Go to the line containing "For the trial run, indicate each instance of the woman's neck" in the records below and print it and every following line exactly, on through the line containing "x=331 y=548", then stop.

>>>

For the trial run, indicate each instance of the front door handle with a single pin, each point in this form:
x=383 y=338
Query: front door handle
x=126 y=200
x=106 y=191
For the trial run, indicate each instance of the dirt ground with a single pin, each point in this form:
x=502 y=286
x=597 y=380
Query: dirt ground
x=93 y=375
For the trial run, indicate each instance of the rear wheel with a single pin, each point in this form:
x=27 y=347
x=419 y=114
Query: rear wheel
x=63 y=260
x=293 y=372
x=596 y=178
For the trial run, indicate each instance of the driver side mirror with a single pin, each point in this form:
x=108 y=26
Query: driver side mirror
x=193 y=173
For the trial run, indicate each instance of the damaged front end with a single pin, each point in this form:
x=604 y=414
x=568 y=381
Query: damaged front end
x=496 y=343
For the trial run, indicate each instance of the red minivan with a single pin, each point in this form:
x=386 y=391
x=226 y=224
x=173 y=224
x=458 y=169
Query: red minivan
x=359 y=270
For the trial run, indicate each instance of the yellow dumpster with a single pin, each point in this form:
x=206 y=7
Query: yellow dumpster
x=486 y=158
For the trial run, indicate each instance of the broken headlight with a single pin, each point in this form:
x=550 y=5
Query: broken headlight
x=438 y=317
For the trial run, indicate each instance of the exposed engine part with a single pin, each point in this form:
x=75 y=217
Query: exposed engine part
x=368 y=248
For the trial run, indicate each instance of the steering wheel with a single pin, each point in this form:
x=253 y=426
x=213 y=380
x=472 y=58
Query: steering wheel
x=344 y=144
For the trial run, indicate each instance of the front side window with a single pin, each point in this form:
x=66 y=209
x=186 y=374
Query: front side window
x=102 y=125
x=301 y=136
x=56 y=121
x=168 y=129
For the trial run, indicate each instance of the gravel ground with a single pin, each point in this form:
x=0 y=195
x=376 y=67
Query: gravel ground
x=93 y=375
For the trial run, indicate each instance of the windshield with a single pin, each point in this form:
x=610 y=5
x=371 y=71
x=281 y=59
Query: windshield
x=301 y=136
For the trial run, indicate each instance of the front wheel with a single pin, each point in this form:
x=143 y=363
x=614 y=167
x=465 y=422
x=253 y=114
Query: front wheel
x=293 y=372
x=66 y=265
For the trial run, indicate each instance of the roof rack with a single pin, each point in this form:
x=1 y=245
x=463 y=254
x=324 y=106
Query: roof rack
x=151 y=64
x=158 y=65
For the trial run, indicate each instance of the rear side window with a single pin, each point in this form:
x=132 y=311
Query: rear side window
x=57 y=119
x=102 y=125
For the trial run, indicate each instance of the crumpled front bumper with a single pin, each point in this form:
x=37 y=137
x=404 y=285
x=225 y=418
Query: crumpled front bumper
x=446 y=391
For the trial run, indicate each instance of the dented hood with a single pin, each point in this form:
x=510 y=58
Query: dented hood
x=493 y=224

<<<
>>>

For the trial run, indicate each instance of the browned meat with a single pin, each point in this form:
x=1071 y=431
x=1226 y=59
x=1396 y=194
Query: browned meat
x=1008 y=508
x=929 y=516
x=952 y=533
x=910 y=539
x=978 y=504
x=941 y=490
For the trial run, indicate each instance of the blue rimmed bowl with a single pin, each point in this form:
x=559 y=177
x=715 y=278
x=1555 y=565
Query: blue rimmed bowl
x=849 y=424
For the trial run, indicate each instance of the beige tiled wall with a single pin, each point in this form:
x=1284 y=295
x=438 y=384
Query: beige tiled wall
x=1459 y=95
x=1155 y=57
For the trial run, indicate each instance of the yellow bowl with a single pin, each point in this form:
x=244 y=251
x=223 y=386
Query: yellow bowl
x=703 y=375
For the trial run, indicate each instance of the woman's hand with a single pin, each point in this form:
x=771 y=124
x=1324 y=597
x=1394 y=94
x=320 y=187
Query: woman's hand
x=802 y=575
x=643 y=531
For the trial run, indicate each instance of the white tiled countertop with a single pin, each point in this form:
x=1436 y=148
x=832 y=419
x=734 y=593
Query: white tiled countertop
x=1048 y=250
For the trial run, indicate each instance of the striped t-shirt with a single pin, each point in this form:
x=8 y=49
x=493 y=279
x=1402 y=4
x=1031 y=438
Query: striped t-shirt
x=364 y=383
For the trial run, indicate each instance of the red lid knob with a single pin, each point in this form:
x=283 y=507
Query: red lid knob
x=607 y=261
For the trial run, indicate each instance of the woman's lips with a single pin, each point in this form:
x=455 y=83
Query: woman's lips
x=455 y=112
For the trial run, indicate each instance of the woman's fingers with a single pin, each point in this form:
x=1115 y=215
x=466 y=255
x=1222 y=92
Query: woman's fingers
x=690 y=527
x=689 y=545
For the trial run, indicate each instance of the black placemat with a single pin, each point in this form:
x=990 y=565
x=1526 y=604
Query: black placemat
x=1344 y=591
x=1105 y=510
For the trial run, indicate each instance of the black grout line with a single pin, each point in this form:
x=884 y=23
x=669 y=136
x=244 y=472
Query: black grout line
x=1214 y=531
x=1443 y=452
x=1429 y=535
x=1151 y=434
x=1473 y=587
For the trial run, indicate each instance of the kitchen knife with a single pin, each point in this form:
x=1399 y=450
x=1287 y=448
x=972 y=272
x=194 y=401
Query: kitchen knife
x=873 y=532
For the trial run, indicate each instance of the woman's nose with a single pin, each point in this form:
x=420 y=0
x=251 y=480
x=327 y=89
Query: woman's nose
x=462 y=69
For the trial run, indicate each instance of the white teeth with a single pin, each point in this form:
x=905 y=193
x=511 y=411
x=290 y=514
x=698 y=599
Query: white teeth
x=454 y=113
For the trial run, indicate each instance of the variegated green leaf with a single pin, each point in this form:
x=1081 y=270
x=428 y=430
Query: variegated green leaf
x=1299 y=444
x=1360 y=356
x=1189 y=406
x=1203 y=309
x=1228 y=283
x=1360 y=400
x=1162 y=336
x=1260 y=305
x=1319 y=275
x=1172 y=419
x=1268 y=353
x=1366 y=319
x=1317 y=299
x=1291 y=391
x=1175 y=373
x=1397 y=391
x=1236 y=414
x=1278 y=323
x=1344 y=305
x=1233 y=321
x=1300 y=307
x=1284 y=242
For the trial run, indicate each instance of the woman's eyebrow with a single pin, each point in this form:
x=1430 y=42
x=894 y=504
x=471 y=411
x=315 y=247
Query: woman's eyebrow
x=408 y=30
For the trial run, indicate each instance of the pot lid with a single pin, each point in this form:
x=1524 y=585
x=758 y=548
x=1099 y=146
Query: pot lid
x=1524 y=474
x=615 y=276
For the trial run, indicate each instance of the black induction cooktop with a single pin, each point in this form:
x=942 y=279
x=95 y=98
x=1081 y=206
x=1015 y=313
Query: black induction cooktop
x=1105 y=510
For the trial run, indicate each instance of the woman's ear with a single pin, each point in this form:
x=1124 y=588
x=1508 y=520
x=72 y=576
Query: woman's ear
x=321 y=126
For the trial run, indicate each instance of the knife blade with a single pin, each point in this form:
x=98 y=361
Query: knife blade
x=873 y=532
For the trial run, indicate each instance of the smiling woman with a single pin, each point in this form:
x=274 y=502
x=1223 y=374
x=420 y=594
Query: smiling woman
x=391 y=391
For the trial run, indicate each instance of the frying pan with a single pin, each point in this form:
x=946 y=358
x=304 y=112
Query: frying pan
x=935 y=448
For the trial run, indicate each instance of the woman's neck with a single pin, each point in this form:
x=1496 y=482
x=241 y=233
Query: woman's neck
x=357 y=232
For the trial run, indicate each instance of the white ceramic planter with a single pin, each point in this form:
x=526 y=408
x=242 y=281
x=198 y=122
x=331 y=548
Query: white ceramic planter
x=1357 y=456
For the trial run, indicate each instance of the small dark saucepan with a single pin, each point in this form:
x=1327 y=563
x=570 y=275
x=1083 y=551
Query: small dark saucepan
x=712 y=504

<<<
>>>

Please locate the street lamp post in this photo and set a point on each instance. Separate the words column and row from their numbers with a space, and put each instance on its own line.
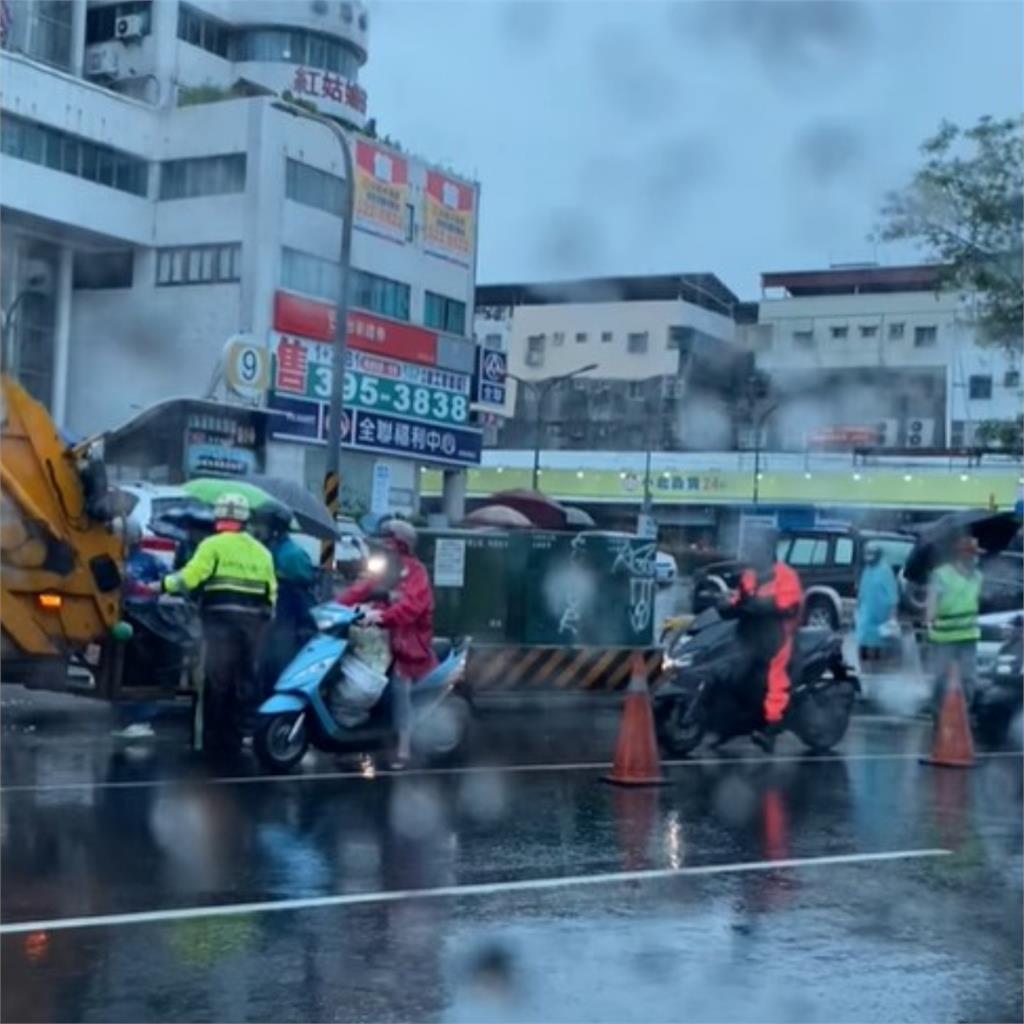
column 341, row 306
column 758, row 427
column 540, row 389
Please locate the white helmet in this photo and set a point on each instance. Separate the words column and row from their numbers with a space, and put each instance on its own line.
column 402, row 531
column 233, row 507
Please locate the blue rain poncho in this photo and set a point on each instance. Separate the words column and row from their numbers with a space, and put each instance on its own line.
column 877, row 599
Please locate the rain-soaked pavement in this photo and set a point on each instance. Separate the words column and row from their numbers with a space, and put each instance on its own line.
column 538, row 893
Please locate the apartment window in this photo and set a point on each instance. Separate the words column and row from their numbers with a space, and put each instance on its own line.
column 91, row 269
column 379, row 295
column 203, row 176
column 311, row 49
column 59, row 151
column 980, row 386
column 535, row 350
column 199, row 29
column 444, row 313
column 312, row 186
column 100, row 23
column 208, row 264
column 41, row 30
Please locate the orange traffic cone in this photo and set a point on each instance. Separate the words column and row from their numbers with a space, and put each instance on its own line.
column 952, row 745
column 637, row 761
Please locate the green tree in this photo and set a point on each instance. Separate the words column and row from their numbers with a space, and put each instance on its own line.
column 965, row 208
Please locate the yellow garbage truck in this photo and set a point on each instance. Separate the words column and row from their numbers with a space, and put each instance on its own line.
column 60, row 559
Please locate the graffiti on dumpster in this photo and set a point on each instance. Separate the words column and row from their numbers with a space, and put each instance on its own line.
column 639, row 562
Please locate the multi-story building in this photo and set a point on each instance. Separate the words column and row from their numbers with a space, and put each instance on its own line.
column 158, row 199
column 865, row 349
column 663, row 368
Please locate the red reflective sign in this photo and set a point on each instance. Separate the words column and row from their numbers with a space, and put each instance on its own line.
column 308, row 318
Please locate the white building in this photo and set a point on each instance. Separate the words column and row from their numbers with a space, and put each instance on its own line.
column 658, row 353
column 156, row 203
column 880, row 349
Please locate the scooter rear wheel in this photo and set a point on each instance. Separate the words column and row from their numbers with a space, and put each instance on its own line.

<<<

▶ RESULT:
For the trial run, indicate each instance of the woman's neck with a single pin, each point in this form:
x=1496 y=482
x=241 y=233
Query: woman's neck
x=357 y=232
For the trial run, indicate each instance of the white ceramic planter with a single pin, each point in this form:
x=526 y=408
x=242 y=281
x=198 y=122
x=331 y=548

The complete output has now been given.